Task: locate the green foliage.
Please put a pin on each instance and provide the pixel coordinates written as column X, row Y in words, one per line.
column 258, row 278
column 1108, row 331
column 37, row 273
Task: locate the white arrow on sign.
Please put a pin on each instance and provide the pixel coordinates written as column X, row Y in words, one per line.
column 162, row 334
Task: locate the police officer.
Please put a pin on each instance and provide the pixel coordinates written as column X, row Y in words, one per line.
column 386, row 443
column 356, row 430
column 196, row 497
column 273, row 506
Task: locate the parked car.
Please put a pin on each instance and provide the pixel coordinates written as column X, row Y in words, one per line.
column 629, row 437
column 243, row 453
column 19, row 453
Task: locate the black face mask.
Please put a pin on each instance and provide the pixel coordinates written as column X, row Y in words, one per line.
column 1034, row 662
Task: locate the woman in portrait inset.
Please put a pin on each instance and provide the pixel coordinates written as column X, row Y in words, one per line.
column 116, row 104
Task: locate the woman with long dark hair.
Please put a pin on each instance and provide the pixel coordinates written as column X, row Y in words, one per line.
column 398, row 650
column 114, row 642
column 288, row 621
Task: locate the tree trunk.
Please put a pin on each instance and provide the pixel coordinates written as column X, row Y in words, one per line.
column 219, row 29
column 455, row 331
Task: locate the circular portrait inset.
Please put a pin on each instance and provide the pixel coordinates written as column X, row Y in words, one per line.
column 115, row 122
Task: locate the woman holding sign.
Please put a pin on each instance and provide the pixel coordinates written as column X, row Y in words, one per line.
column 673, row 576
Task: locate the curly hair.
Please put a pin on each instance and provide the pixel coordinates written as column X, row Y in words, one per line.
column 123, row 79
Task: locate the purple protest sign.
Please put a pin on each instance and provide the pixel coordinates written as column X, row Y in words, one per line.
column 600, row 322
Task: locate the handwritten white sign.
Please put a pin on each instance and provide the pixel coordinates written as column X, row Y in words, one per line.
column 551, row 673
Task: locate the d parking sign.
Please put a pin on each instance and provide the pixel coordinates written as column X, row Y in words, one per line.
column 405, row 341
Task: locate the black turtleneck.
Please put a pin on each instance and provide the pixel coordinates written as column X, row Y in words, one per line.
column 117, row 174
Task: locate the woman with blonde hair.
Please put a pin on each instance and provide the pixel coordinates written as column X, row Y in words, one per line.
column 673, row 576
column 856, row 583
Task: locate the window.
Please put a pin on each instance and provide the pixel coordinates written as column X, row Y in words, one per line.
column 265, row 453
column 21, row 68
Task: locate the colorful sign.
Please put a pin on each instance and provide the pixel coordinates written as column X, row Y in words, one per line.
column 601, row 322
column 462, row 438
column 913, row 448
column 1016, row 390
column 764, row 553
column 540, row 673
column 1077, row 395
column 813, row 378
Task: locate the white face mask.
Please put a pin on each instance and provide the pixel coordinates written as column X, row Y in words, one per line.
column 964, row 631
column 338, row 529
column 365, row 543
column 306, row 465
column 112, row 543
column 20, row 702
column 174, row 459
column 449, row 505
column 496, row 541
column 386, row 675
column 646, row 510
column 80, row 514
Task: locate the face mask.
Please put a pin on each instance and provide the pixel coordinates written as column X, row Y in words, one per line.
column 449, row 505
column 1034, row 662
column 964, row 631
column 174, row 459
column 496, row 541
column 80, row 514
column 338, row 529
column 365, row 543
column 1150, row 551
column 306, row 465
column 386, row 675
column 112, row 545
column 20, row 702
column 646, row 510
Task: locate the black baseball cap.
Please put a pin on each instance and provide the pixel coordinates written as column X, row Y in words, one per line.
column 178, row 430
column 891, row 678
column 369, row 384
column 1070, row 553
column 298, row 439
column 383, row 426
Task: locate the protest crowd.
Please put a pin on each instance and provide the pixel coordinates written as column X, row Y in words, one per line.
• • •
Please copy every item above word for word, line by line, with nothing changed or left out.

Task: locate the green foliage.
Please put a pin on each instance and provide the pixel coordinates written as column X, row Y in words, one per line.
column 258, row 278
column 1108, row 331
column 37, row 273
Task: locate the white arrow on sign.
Please put a pin on each instance and provide the pixel coordinates written as column X, row Y in words, one per line.
column 162, row 334
Task: locate the police officer.
Please put a pin on each instance and provide the pixel coordinates written as column X, row Y in words, one per line.
column 386, row 443
column 356, row 430
column 196, row 497
column 273, row 506
Task: locate the parked car.
Please put a pin on each instance and provide the pixel coordinates written as column X, row Y in words, one per line.
column 629, row 437
column 243, row 453
column 19, row 453
Task: locate the black face mask.
Please put a pin on each instance and provide the pixel coordinates written as column X, row Y in words, one per line.
column 1034, row 662
Task: locate the woman in portrait inset.
Please put a pin on each instance and provide the pixel coordinates written as column X, row Y in words, one per line.
column 116, row 104
Task: locate the woman with long dark hair.
Please put a pin on each instance and provide the pixel coordinates written as column X, row Y in words, one per line.
column 398, row 650
column 114, row 642
column 288, row 621
Task: locate the tree trunk.
Please put a pin on each instance and provide the pixel coordinates written as column X, row Y in words, one per line.
column 219, row 29
column 455, row 331
Task: locate the circular portrait inset.
Please put a pin on each instance and provide the pixel coordinates written as column X, row Y in words, one per line.
column 115, row 122
Task: locate the woman holding sign.
Please put a pin on each instance and provide the pixel coordinates written as column X, row Y in words, one per line.
column 673, row 576
Task: locate the curly hair.
Please put a pin on each instance and provide the pixel coordinates written as column X, row Y in words, one per line.
column 123, row 79
Task: locate the purple protest sign.
Please put a pin on each instance and provide the pixel coordinates written as column X, row Y in words, one per line.
column 600, row 322
Task: locate the handwritten white sign.
Please put a pin on each instance and provide the pixel coordinates written as column X, row Y in words, one per line.
column 551, row 673
Task: locate the d parking sign.
Please put a pin on each instance and provide the pixel coordinates written as column X, row Y in words, one per line.
column 405, row 341
Task: locate the black turtleneck.
Please put a pin on each instance and provide the pixel coordinates written as column X, row Y in words, one per line.
column 117, row 174
Task: locate the woman with blonde hair.
Please put a pin on each instance and provide the pixel coordinates written as column X, row Y in words, one per line.
column 673, row 576
column 856, row 583
Task: locate the window.
Please put a pin on each instance and provide the pixel coordinates written as column X, row Y in words, one per line.
column 265, row 453
column 21, row 68
Task: locate the colorful sign.
Please put a pin on each instance and provide the pixel coordinates written as column X, row Y in words, one per line.
column 601, row 322
column 462, row 438
column 913, row 448
column 1016, row 390
column 764, row 553
column 540, row 673
column 1077, row 395
column 813, row 378
Task: locate the white face mask.
Please put a pin on each instance and provide the pixel coordinates written as column X, row Y in words, one per line.
column 964, row 631
column 338, row 529
column 365, row 543
column 306, row 465
column 112, row 543
column 20, row 702
column 174, row 459
column 449, row 505
column 496, row 541
column 386, row 675
column 646, row 510
column 80, row 514
Task: locate the face mask.
Please put a pin on each instance and provide the pixel coordinates written as column X, row Y in words, one per line.
column 449, row 505
column 1034, row 662
column 964, row 631
column 174, row 459
column 496, row 541
column 80, row 514
column 338, row 529
column 365, row 543
column 1150, row 551
column 306, row 465
column 386, row 675
column 112, row 545
column 20, row 702
column 646, row 510
Task: locate the black baseball cap.
Please put a pin on each instance and provide the pixel coordinates written as column X, row Y in words, one per line.
column 178, row 430
column 891, row 678
column 369, row 384
column 1070, row 553
column 298, row 439
column 383, row 426
Task: locate the protest crowd.
Please put a pin on each instance and provide the pixel coordinates written as column X, row Y in words, one per line.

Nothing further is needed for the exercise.